Problème à résoudre
D'après l'extrait sur le schéma régional de l'enseignement supérieur, combien coûte en moyenne un étudiant de grande école par rapport à un étudiant d'université ?

Extrait fourni
....

Schéma Régional de l’enseignement supérieur et de la vie étudiante
Intervention de Moïsette Crosnier
Le schéma de l’enseignement supérieur va être élaboré sur la base d’une large concertation de tous les acteurs de l’enseignement supérieur et de la recherche même si cette dernière n’apparaît pas dans l’intitulé du rapport. Il va être co construit par la Région, les collectivités territoriales et le PRES en association avec l’Etat.
Une loi d’orientation sur l’ens sup est en préparation et les débats parlementaires débuteront en mai.
Dans l’immédiat cette ouvre des chantiers et se donne 2 ans pour publier des décrets, donc 2 ans de réflexions.
Dans ce contexte, je voudrais rappeler les réflexions et propositions des écologistes.
1 - La dualité de l’ES
Actuellement, dans l’enseignement supérieur, il existe une séparation entre 2 systèmes : la filière d’excellence des GE et le système universitaire, 60% des étudiants et sûrement un peu plus en Région Centre).
Il y a longtemps que les écologistes plaident pour une intégration des Classes Prépa et des écoles grandes et moins grandes au sein du système universitaire. La filière d’excellence des grandes écoles qui sont sélectives à l’entrée, sont aussi les mieux encadrées et celles qui ont les financements les plus importants : le coût d’un étudiant de GE est, environ et en moyenne, 4 fois plus important que le coût d’un étudiant d’université.

....

Données fournies
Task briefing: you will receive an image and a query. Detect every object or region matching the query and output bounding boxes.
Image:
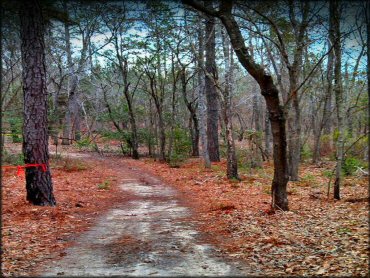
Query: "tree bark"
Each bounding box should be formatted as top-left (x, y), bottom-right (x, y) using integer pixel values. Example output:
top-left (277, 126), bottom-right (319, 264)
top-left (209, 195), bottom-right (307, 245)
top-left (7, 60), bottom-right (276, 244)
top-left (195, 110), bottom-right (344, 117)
top-left (197, 18), bottom-right (211, 168)
top-left (329, 0), bottom-right (344, 200)
top-left (20, 0), bottom-right (56, 206)
top-left (183, 0), bottom-right (289, 210)
top-left (181, 68), bottom-right (199, 157)
top-left (287, 1), bottom-right (310, 181)
top-left (205, 2), bottom-right (220, 162)
top-left (221, 25), bottom-right (239, 179)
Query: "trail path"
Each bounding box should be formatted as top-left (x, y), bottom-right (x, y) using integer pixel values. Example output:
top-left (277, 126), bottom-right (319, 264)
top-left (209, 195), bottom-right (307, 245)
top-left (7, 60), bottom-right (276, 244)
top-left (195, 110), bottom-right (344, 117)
top-left (42, 154), bottom-right (247, 277)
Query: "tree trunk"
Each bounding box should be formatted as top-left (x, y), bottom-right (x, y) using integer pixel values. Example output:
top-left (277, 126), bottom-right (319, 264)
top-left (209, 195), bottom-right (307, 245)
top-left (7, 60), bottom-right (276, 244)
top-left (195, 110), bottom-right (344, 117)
top-left (197, 18), bottom-right (211, 168)
top-left (329, 0), bottom-right (344, 200)
top-left (20, 0), bottom-right (56, 206)
top-left (221, 25), bottom-right (239, 179)
top-left (264, 108), bottom-right (271, 157)
top-left (288, 70), bottom-right (301, 181)
top-left (205, 2), bottom-right (220, 162)
top-left (181, 68), bottom-right (199, 157)
top-left (215, 1), bottom-right (289, 210)
top-left (312, 40), bottom-right (334, 163)
top-left (62, 1), bottom-right (85, 145)
top-left (116, 56), bottom-right (139, 159)
top-left (365, 1), bottom-right (370, 173)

....

Corrigé de l'exercice
Environ quatre fois plus.